(EXERCISE DATA Opens)

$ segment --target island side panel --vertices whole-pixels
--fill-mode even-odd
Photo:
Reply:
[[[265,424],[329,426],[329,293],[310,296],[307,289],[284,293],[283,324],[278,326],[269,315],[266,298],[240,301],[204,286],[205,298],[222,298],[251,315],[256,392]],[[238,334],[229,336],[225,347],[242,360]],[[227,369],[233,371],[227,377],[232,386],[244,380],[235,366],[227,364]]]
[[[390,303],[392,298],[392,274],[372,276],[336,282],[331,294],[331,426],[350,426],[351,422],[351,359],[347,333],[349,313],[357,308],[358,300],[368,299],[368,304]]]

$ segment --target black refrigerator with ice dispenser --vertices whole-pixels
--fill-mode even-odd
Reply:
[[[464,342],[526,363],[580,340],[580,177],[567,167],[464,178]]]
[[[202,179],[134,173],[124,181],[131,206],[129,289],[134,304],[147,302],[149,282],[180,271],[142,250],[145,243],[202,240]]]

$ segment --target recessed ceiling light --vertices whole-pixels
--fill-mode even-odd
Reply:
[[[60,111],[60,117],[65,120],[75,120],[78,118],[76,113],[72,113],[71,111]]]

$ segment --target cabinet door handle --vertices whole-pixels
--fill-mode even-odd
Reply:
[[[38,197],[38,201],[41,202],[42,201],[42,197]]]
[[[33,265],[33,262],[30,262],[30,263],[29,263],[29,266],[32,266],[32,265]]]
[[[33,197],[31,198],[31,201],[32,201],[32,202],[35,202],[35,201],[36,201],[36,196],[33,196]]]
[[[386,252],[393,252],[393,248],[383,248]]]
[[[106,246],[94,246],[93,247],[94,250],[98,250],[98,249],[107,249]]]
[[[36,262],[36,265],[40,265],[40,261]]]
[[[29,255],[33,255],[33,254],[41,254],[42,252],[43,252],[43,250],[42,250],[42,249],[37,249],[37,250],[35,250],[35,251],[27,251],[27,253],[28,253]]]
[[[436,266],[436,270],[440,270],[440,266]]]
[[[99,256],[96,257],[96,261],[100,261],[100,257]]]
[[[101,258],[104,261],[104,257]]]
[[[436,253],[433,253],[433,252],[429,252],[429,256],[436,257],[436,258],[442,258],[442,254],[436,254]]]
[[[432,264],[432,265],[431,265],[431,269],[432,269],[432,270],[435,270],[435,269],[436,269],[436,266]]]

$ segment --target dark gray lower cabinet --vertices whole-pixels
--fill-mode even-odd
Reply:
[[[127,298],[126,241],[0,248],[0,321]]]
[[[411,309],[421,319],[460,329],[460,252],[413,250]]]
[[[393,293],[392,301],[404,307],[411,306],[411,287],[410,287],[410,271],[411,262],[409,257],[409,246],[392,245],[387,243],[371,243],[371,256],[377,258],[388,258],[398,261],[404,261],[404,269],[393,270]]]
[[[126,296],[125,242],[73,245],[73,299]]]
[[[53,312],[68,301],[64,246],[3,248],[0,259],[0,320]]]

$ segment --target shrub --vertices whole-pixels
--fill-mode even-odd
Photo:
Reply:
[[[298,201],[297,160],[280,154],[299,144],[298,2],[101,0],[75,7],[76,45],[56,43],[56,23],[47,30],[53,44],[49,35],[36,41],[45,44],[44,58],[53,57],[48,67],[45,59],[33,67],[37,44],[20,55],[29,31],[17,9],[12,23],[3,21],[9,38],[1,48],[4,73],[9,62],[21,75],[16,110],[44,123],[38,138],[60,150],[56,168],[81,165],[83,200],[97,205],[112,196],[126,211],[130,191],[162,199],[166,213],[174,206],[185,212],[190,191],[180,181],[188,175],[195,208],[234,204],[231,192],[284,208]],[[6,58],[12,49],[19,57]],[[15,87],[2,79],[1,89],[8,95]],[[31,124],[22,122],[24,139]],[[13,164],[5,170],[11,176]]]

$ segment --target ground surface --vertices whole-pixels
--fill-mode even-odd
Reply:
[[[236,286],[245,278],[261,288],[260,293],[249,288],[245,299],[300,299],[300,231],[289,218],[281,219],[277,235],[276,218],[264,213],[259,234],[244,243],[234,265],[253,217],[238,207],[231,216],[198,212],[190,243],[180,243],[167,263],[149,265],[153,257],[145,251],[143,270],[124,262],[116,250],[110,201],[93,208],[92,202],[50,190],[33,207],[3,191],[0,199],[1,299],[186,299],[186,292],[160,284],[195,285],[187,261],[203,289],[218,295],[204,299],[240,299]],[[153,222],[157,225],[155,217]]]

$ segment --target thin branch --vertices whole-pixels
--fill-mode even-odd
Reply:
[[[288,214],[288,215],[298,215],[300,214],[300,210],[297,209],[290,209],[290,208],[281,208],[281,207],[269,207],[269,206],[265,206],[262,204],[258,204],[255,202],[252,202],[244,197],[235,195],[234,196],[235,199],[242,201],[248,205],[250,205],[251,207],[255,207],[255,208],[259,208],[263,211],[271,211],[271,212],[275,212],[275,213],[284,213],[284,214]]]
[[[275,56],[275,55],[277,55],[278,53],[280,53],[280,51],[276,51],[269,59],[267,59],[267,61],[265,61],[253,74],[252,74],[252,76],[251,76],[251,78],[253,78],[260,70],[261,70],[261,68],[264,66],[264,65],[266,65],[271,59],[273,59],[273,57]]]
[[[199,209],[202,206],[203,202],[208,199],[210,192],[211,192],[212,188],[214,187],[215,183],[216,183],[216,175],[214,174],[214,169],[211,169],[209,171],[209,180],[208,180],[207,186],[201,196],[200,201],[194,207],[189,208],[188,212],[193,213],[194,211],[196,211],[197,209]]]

(EXERCISE DATA Closes)

Find each line holding the string "vertices" in the listing above, then copy it.

$ segment --target island side panel --vertices whole-pixels
$ segment --target black refrigerator with ice dispenser --vertices whole-pixels
$ segment --target recessed ceiling light --vertices whole-pixels
$ segment --target cabinet door handle --vertices whole-pixels
$ segment --target dark gray lower cabinet --vertices whole-pixels
$ segment --target shrub --vertices whole-pixels
$ segment --target ground surface --vertices whole-pixels
$ segment --target thin branch --vertices whole-pixels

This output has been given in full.